* [GOAL] Lay out the listing below as a two-column CSV headed text and answer, starting at the line that contains "of the sandy" and ending at the line that contains "column 675, row 136". Put each text and its answer on one row, with each in a single quoted field and line breaks turned into spaces.

* [STORED DATA]
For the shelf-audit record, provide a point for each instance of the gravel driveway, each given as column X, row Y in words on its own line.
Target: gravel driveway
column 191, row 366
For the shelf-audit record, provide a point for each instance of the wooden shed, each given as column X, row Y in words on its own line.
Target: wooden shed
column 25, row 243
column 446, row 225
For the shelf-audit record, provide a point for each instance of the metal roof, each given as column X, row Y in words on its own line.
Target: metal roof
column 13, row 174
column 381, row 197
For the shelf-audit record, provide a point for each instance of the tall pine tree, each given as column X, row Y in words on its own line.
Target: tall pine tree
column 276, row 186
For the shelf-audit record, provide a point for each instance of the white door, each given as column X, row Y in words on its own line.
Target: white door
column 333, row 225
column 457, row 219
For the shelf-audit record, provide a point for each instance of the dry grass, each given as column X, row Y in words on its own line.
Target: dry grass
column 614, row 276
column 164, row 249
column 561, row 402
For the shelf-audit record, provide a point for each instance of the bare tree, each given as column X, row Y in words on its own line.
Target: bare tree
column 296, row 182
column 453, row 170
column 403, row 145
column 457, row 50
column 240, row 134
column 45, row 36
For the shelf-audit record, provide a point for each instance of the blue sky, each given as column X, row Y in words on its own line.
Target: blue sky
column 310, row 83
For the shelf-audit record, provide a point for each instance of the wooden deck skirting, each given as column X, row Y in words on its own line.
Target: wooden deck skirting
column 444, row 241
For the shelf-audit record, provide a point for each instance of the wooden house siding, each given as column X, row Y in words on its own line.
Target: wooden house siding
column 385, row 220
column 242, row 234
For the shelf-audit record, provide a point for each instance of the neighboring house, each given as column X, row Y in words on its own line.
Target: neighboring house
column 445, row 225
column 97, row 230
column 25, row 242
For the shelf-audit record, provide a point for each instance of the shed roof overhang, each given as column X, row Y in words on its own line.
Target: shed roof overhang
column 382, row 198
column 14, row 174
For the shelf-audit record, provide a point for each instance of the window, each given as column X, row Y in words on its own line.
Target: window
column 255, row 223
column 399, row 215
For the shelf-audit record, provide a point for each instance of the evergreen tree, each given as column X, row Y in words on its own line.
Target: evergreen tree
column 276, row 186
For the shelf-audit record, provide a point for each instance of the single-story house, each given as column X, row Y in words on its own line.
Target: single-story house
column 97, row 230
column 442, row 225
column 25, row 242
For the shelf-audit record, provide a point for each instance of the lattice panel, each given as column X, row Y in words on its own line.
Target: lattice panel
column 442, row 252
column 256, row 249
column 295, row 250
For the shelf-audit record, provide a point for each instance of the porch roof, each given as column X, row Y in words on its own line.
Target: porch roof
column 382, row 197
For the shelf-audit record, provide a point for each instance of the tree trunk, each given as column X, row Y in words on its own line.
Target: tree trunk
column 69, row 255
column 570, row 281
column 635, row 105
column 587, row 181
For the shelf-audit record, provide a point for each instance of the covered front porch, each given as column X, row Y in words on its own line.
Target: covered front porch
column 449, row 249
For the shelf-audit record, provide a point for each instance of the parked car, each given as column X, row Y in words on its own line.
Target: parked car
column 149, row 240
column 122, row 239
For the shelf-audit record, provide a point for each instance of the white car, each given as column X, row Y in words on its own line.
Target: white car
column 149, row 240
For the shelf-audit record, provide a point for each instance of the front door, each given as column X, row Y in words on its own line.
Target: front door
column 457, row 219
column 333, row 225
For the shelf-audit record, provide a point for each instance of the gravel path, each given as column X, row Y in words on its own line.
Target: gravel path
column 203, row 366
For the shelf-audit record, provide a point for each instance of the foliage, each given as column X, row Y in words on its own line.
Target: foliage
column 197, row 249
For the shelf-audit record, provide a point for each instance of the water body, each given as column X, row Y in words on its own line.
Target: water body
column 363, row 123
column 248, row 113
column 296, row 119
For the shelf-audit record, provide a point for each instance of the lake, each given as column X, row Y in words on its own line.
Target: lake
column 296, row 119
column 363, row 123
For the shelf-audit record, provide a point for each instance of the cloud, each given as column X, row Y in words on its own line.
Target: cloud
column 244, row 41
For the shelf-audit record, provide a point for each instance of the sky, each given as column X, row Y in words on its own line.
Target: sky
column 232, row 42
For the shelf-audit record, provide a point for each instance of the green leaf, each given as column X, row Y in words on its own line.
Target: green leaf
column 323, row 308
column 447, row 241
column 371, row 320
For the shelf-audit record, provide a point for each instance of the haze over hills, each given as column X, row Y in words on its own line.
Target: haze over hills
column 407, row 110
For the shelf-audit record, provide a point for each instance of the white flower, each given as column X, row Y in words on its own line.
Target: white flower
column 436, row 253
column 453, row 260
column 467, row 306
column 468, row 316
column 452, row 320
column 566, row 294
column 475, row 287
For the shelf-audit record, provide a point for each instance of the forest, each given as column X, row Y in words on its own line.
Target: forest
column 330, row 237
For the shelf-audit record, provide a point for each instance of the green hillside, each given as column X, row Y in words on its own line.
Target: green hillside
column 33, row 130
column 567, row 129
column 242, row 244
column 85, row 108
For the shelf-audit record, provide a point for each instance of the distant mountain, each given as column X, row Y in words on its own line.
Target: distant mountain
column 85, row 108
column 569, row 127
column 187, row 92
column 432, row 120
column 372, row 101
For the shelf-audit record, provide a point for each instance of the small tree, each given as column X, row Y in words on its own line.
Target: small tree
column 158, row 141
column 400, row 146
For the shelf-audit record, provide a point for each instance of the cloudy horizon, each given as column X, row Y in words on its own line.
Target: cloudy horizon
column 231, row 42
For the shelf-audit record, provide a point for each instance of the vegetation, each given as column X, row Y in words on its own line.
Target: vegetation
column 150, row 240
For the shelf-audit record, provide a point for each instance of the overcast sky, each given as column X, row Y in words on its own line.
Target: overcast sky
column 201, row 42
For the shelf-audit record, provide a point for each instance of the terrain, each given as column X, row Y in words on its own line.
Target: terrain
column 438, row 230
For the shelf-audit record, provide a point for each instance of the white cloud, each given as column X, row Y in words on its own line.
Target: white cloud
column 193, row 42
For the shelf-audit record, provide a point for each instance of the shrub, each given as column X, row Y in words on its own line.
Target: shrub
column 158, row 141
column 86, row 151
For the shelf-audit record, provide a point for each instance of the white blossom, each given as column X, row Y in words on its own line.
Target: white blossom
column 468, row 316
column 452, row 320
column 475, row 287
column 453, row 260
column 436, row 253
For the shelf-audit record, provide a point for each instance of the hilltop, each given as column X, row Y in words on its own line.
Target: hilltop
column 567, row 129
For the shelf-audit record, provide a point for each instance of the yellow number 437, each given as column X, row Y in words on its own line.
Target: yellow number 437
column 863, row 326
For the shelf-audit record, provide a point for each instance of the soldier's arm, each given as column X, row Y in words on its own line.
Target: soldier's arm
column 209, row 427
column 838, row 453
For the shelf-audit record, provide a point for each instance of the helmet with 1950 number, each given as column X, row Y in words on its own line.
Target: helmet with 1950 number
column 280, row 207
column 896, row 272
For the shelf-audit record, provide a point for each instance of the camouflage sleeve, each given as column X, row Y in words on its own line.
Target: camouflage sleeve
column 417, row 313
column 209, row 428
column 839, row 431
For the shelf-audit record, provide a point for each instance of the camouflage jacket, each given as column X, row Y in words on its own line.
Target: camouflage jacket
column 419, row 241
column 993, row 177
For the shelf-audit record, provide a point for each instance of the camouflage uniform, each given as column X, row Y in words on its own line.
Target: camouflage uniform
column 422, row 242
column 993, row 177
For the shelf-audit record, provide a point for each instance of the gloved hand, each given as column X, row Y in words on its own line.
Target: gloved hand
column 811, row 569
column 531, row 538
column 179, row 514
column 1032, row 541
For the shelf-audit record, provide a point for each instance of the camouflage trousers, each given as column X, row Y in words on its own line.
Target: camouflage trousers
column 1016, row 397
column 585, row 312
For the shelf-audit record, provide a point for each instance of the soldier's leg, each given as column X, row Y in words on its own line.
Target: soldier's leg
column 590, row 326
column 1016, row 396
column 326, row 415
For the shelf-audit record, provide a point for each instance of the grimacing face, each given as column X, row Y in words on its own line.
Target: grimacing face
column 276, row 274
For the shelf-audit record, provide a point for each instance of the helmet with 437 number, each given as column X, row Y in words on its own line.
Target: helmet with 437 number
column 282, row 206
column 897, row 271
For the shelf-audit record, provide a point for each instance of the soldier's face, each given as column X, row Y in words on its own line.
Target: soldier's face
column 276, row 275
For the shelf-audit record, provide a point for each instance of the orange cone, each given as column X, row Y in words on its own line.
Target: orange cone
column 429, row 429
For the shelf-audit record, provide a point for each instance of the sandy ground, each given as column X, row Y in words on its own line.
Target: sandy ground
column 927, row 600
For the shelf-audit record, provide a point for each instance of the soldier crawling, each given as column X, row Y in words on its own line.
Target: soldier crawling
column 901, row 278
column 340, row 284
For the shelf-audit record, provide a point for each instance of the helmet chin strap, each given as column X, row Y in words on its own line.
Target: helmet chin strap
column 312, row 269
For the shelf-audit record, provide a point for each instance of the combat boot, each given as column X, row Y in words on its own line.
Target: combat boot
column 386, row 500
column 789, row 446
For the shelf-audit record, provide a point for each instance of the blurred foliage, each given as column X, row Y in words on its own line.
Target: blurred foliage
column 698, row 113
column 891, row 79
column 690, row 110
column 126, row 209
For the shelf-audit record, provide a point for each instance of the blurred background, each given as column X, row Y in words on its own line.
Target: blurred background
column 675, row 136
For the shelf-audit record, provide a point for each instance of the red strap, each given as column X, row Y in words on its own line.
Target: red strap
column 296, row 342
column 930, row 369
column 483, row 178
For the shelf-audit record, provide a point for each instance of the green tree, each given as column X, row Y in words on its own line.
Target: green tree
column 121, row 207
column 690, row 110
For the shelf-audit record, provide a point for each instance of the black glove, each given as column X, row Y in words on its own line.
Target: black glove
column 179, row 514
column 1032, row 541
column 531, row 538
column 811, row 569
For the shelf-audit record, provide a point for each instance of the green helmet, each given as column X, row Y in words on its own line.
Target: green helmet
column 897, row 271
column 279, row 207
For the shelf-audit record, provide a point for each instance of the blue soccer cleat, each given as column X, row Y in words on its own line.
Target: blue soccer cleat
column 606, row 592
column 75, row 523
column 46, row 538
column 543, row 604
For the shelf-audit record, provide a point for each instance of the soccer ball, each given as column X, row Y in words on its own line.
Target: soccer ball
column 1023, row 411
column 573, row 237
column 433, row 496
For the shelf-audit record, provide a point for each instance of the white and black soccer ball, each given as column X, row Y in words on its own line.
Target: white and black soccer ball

* [SOLUTION FOR THIS PROBLEM]
text,answer
"For the shelf-audit record, provide a point for each instance of the sandy ground, each given as column X, row Y in words on its own line. Target: sandy ground","column 927, row 600"
"For the shelf-audit record, provide a point for each instance of the soldier crawling, each given as column X, row Y in words on its own line. Target: soldier crawling","column 901, row 278 column 340, row 284"
"For the shelf-audit record, provide a point for each instance of the helmet chin strap, each given as column X, row Y in words on its own line. Target: helmet chin strap","column 312, row 269"
"For the shelf-audit record, provide a point for each instance of the combat boot, each given as column X, row Y in words on its own line. Target: combat boot","column 386, row 500 column 789, row 446"
"For the shelf-audit record, provide a point for each instance of the blurred foliage, each given as column X, row Y in words on its own line. Target: blurred foliage","column 698, row 113 column 891, row 79 column 690, row 110 column 126, row 209"
"For the shelf-audit record, provide a point for each instance of the blurred background, each given as column X, row Y in words on its own line. Target: blurred background","column 675, row 136"